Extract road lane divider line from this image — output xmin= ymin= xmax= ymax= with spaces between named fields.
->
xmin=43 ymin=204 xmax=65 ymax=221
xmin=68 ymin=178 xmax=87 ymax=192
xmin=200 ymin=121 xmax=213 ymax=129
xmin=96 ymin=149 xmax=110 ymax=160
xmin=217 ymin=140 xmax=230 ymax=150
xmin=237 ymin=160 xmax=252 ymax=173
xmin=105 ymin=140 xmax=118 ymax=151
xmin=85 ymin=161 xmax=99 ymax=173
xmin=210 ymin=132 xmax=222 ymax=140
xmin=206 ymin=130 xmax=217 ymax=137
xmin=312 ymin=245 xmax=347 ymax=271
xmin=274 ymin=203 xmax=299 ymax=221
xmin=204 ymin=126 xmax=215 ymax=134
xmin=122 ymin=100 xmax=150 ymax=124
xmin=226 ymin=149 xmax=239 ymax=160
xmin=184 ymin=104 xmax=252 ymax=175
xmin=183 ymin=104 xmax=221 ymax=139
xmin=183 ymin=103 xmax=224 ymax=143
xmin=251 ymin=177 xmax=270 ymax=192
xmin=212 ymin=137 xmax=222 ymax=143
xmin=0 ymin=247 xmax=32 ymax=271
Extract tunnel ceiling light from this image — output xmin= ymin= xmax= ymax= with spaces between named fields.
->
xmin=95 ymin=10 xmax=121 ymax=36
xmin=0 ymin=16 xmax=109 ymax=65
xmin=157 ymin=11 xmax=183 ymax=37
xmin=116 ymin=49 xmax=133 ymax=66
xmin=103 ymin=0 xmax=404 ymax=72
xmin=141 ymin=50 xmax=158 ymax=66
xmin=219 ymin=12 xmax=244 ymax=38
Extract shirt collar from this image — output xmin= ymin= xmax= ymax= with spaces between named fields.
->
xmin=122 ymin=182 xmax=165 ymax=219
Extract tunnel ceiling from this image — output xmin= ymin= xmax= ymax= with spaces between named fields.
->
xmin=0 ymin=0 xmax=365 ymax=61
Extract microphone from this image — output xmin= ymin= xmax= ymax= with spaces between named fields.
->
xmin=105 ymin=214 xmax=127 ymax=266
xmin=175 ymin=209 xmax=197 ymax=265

####

→ **TASK OBJECTIVE**
Select, from the listing, all lines that include the word "ceiling".

→ **ANSWER TO THE PROBLEM**
Extract tunnel ceiling light from this image — output xmin= ymin= xmax= ymax= with spaces between named fields.
Extract tunnel ceiling from this image — output xmin= ymin= xmax= ymax= with spaces between named fields.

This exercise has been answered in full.